SELECTED PASSAGE:
::::::
Most of us rarely think about the earth's magnetic field. We might know that it helps guide birds as they travel and keeps our compasses pointing north. But, the magnetic field is much more. It is one of the main components that make life on the planet possible.

However, the processes in the Earth’s core that create the magnetic field are poorly understood. Now, scientists at the University of Maryland are working to reproduce the conditions that lie 3,000 kilometers below our feet.

Deep inside Earth is a 3,400 kilometer-wide ball of liquid metals -- iron and nickel. In the center is a smaller ball of solid iron. They combine to form what is called Earth’s core. The core creates the electric currents responsible for Earth’s magnetic field. The most immediate benefit is its part in navigation.

Daniel Lathrop is a physics professor at the University of Maryland. He runs the laboratory where Earth’s magnetic field is studied.

"And the Earth's main magnetic field is a very important part of what makes the earth a habitable planet because it shields us from a lot of the worst parts of radiation from the sun."

Evidence shows that the earth's magnetic field is not fixed in place. The strength of the field changes direction.

"What we do know is the earth's magnetic field has reversed north-south hundreds of times in earth's history. And so, the spin of the earth stays the same, but where the magnetic pole is moves and has actually reversed."

Mr. Lathrop and his team are trying to find out how and why that happens.
::::::
SUPPLIED MATERIAL:
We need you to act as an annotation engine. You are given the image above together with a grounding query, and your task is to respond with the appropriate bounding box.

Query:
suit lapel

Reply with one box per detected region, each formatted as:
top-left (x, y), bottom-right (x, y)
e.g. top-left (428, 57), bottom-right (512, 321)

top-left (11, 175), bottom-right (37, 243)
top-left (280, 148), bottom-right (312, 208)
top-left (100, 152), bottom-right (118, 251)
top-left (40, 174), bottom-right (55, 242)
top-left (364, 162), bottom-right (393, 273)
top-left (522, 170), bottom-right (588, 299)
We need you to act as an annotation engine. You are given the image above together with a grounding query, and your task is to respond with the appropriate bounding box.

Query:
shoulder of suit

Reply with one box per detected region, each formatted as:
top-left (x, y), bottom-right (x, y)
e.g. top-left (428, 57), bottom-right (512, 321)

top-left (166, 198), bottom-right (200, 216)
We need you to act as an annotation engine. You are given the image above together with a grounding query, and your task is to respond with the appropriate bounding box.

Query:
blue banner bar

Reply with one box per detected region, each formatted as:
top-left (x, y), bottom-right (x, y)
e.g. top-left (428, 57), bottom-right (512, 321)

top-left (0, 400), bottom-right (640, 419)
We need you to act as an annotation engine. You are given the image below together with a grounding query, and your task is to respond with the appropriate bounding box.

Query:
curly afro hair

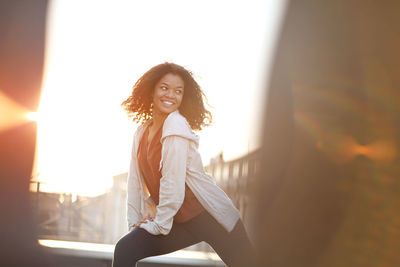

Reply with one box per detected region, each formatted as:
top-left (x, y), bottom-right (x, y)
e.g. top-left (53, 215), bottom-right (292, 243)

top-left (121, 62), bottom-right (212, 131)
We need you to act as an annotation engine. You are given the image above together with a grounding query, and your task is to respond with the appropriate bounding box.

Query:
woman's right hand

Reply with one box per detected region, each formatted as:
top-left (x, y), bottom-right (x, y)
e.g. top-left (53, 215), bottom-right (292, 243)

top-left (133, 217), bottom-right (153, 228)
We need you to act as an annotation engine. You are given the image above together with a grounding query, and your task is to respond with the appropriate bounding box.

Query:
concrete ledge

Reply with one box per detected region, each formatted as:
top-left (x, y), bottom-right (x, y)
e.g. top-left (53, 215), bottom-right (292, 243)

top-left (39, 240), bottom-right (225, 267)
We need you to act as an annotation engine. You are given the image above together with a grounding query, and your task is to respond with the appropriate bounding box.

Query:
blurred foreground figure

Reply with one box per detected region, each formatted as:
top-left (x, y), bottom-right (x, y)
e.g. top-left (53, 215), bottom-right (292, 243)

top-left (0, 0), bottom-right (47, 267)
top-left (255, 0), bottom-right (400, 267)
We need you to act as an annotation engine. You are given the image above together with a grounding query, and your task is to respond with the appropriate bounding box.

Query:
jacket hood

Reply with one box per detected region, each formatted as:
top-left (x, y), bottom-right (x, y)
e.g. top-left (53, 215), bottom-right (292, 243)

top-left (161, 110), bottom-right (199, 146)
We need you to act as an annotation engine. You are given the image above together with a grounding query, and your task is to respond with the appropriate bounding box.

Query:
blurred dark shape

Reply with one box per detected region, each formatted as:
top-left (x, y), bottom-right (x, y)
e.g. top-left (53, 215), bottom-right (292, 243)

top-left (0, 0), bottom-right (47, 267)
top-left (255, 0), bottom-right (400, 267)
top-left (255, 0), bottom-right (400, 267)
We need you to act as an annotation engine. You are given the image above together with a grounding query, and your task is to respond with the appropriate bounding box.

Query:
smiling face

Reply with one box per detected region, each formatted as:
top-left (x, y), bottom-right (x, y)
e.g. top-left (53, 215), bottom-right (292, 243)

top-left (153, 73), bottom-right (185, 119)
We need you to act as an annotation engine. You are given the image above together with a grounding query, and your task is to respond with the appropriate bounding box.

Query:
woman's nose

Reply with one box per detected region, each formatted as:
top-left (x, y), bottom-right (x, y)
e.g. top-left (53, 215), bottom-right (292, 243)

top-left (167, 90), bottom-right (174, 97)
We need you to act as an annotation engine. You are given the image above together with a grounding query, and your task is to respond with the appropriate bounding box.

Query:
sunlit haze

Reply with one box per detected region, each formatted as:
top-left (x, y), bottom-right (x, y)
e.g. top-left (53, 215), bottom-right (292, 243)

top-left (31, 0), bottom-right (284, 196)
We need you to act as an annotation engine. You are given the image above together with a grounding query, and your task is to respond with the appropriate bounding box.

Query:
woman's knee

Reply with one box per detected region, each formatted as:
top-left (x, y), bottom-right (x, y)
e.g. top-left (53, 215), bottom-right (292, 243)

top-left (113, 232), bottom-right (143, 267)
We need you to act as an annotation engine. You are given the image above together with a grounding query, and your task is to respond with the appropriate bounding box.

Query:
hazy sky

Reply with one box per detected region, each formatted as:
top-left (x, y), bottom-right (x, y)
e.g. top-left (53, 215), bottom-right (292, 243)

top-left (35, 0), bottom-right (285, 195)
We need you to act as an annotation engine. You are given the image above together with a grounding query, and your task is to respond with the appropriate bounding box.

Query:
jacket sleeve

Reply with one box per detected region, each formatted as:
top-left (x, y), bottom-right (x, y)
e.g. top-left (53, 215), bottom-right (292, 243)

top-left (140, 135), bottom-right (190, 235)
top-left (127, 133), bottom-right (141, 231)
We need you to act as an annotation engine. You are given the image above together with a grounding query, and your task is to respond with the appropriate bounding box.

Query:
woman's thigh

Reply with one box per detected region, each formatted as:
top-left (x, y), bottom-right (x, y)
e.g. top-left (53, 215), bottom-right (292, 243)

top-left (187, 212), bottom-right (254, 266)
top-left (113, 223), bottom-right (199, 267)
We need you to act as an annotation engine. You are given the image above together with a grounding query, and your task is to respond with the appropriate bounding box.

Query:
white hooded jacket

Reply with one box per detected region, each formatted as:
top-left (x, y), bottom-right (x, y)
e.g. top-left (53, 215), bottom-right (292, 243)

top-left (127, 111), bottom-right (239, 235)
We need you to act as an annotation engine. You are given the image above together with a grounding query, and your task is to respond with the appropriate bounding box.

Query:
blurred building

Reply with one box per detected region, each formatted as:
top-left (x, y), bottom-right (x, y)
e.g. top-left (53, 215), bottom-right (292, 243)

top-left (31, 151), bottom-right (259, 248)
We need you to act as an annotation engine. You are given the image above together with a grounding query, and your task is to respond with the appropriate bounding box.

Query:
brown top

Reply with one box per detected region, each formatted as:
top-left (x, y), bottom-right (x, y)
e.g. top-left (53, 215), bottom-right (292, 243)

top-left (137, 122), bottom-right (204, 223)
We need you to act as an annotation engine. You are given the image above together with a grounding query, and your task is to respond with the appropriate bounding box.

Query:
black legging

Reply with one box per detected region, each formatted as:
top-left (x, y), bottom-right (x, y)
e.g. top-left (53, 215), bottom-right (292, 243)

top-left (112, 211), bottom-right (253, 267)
::::::
PROBLEM SET:
1. From the passage on Earth's magnetic field, translate "In the center is a smaller ball of solid iron." into Spanish.
2. In the passage on Earth's magnetic field, write out the part starting with "Most of us rarely" and going on through "part in navigation.", switching "ball" to "sphere".

SOLUTIONS TO EACH TASK:
1. En el centro hay una bola más pequeña de hierro sólido.

2.
Most of us rarely think about the earth's magnetic field. We might know that it helps guide birds as they travel and keeps our compasses pointing north. But, the magnetic field is much more. It is one of the main components that make life on the planet possible.

However, the processes in the Earth’s core that create the magnetic field are poorly understood. Now, scientists at the University of Maryland are working to reproduce the conditions that lie 3,000 kilometers below our feet.

Deep inside Earth is a 3,400 kilometer-wide sphere of liquid metals -- iron and nickel. In the center is a smaller sphere of solid iron. They combine to form what is called Earth’s core. The core creates the electric currents responsible for Earth’s magnetic field. The most immediate benefit is its part in navigation.